# Should I offer to take apay cut?



## Patrick2008 (5 Feb 2009)

I work for a Property development company and some of the Managers were asked to take a 10% pay cut about 6 months ago. They are with the company over 3 years. I joined the company in February 2008. I have not been asked to take a pay cut but I am wondering if I should offer to take a pay cut or should I just keep my mouth shut?


----------



## Guest116 (5 Feb 2009)

Don't offer. If the company need to then they will ask. It might be a case that the others are on much bigger salary.?


----------



## DavyJones (5 Feb 2009)

Say nothing, to no-one about nowt.


----------



## Caveat (5 Feb 2009)

I think if you can manage it, it's a good gesture and may get you brownie points down the line.  Obviously, if you think you will struggle - don't offer.


----------



## Patrick2008 (5 Feb 2009)

I am the only Quantity Surveyor in the company and before I came on bord they had to outsource this role. This was costing them anything from €200k-€500k in fees annually. I know things are alot quieter than last year but at the same time I feel I am saving them money as I am on nowhere near those figures. At the same time I am glad to have a job at the moment and I know a good few of my friends in the industry have since been made redundant and cannotf ind jobs at home and abroad.


----------



## Guest116 (5 Feb 2009)

Caveat said:


> I think if you can manage it, it's a good gesture and may get you brownie points down the line. Obviously, if you think you will struggle - don't offer.


 
Great, brownie points, where can they be cashed in?


----------



## Caveat (5 Feb 2009)

aristotle25 said:


> Great, brownie points, where can they be cashed in?


 
The implication being that money is your only motivation in employment I guess?  I'd prefer to think longer term, especially these days.


----------



## limerick123 (5 Feb 2009)

why on earth would you offer to take a pay cut?


----------



## Guest116 (5 Feb 2009)

Caveat said:


> The implication being that money is your only motivation in employment I guess? I'd prefer to think longer term, especially these days.

——

# [PROBLEM 1]
Answer these questions about the thread:
(a) What size of pay cut were some of the Managers asked to take?
(b) In what role is Patrick2008 the only one in the company?
(c) How much did outsourcing that role cost the company in fees each year?

# [RAW RECORDS]

——

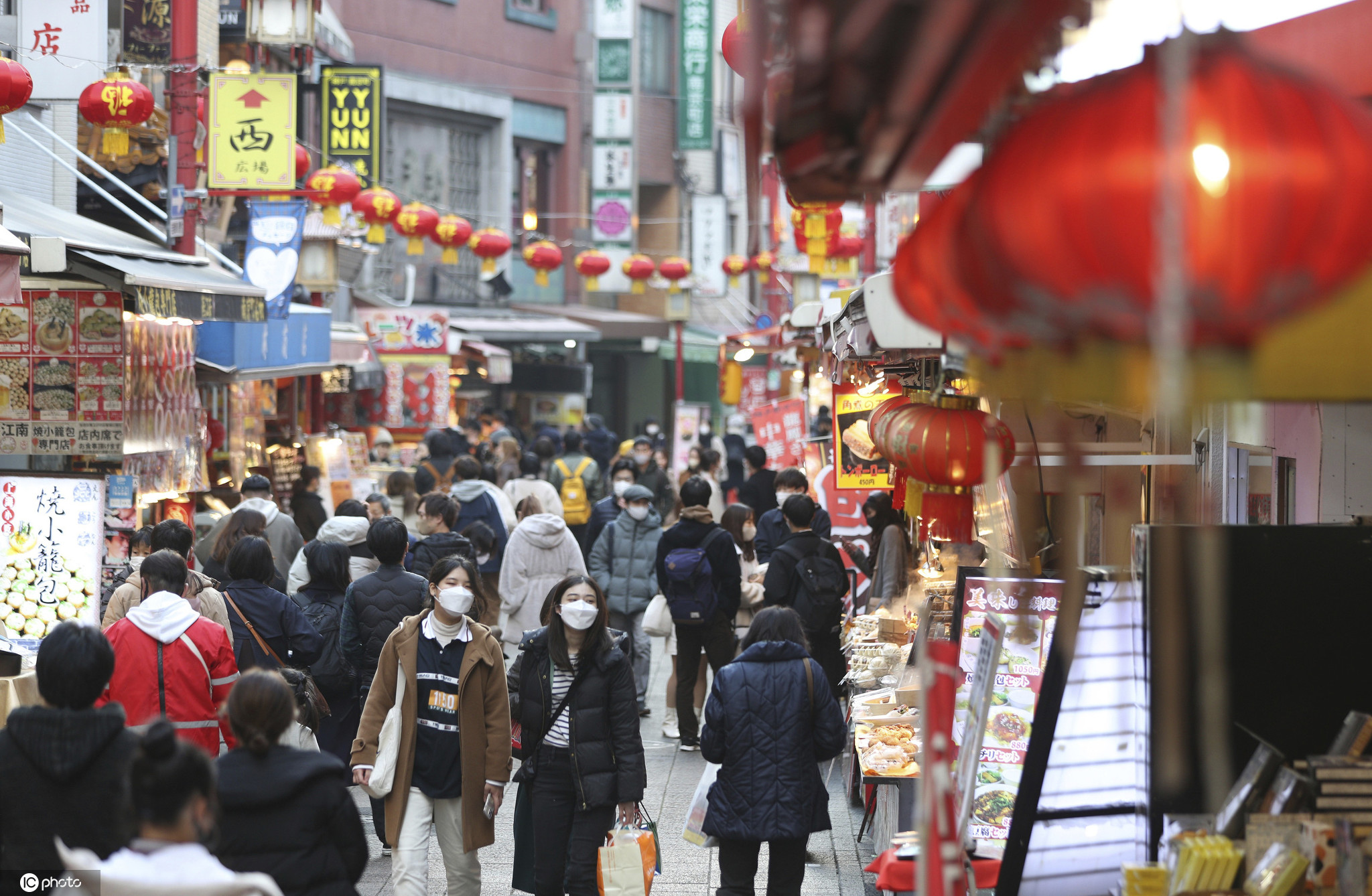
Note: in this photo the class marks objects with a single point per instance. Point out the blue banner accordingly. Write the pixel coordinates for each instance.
(273, 250)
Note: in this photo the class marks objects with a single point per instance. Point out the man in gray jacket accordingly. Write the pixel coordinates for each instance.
(623, 563)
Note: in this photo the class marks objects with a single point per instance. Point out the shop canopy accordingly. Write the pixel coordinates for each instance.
(163, 283)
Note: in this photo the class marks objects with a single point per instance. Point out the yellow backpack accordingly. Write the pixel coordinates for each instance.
(577, 507)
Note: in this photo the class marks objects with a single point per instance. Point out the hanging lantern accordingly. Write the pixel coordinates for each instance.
(736, 267)
(416, 221)
(15, 88)
(945, 446)
(638, 268)
(542, 257)
(450, 232)
(489, 244)
(378, 208)
(332, 187)
(674, 269)
(116, 103)
(1060, 235)
(592, 264)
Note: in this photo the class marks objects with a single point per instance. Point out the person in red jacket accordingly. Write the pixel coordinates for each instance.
(172, 662)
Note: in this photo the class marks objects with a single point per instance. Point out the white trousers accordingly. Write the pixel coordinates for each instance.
(409, 869)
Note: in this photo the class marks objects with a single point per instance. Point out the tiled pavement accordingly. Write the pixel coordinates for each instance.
(671, 782)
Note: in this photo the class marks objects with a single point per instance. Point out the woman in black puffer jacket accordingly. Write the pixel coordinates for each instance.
(770, 721)
(588, 758)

——

# [PROBLEM 2]
Recast the rows as a two-column CSV with the header instruction,coordinates, covering everything from the row containing "out the hanging" down to the end of the rows. Give one line per row, put each field in double quotes, and turn any line breaks into spaces.

# [TASK SOLUTION 1]
(a) 10%
(b) Quantity Surveyor
(c) Anything from €200k to €500k

# [TASK SOLUTION 2]
instruction,coordinates
"Note: in this photo the class marks objects with a single point per instance. Point out the hanging lantern accordingly. Write the pixel coordinates for each instance.","(736, 267) (416, 221) (15, 88) (945, 446) (638, 268) (542, 257) (450, 232) (489, 244) (378, 208) (332, 187) (674, 269) (116, 103) (1060, 235) (592, 264)"
"Note: in this photo the class marks objects with a single point per instance. Point out the person in red jacket accordingly. Write the pixel coordinates for each instance.","(172, 662)"
"Note: in this photo the class marks objects with a single point per instance. Point out the white trousers accordingly. Write the pixel coordinates for each instance.","(409, 869)"
"Note: in this photo the class marks objects with a single point per instance. Point out the tiled pavement accordingly. Write the pixel coordinates for each instance.","(671, 782)"
"Note: in this photo the class marks objects with a single point per instance. Point out the woman in black puffer jacket accordingly. Write the pixel coordinates for each instance.","(770, 721) (588, 758)"